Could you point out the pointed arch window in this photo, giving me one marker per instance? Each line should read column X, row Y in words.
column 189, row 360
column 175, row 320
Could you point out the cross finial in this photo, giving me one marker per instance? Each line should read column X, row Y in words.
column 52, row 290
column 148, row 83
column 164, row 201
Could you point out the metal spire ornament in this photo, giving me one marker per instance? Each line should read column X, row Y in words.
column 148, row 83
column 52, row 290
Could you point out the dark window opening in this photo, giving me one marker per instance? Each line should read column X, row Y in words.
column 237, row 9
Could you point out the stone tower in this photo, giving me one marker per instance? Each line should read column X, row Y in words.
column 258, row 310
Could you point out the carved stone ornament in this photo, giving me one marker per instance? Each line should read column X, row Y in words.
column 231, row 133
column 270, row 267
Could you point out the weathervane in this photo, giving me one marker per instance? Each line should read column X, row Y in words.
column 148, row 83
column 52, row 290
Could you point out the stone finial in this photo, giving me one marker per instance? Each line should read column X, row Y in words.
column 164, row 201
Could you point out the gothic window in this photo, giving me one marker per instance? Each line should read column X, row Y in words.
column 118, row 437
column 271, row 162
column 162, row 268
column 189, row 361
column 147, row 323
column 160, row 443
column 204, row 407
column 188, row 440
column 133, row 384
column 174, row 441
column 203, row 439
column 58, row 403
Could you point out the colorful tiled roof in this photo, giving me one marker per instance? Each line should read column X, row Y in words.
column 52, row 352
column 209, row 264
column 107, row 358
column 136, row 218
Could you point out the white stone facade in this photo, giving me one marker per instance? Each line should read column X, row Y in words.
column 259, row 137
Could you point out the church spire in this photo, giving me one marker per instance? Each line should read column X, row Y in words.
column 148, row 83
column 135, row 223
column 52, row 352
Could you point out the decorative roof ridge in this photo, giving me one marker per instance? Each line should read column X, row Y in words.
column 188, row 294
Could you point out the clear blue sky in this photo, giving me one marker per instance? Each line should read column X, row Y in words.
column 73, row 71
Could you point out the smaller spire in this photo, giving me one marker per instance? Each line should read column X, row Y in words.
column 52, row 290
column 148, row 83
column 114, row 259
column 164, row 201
•••
Preserving every character, copy the records above out again.

Exercise result:
Could you point out the pointed arch window in this photo, giving me one marker per instance? Each line should read column X, row Y in words.
column 189, row 360
column 175, row 320
Could you point out the cross finial in this photo, giving me one marker per instance? Each line should read column X, row Y in words.
column 52, row 290
column 148, row 83
column 164, row 201
Could you point out the metal spire ornament in this photo, giving me one marker per instance? Each line should read column X, row Y in words.
column 148, row 83
column 52, row 290
Could you point out the dark window opening in this photo, giving me one marker per instance? Each line should read column X, row Y in words.
column 237, row 9
Could you point out the stone tower in this photo, giving me one marker per instance? Each line should read column X, row Y in words.
column 258, row 310
Could you point out the carved stone ornament in this photo, giving me one marker per instance? Each line should read column X, row Y in words.
column 231, row 133
column 270, row 267
Could you point out the weathervane in this photo, giving me one marker per instance? Each line should read column X, row Y in words.
column 148, row 83
column 52, row 290
Could you point out the stone finial in this photo, giving me one marker per instance? Each line should read column X, row Y in words.
column 164, row 201
Could you point out the gothic window in this photo, giving me one marker per instance? Each line should read column X, row Y in words.
column 118, row 437
column 271, row 162
column 162, row 268
column 189, row 361
column 147, row 323
column 160, row 443
column 204, row 407
column 188, row 440
column 133, row 384
column 174, row 441
column 203, row 439
column 58, row 403
Could you point out the colorful tiled roof in this photo, giving me one marker per instance? Each line should read column X, row Y in words.
column 52, row 352
column 209, row 264
column 107, row 358
column 136, row 218
Could you point out the white stone facade in this photo, giving me one marker per instance? Each line should read column X, row Y in words.
column 259, row 137
Could you point out the church spire in this photo, giving me one marker per instance? Each line should read column X, row Y in words.
column 148, row 83
column 135, row 223
column 52, row 352
Could you point out the decorative roof ridge in this photo, giving me one marker per instance? Each line should read column X, row Y in words.
column 188, row 294
Could you point out the clear blue sky in this photo, giving me one marker per instance? Each line should read column X, row Y in words.
column 73, row 71
Could you point out the smaller spire in this photo, giving me one marker per instance? Each line should read column X, row Y in words.
column 52, row 290
column 148, row 83
column 114, row 259
column 164, row 201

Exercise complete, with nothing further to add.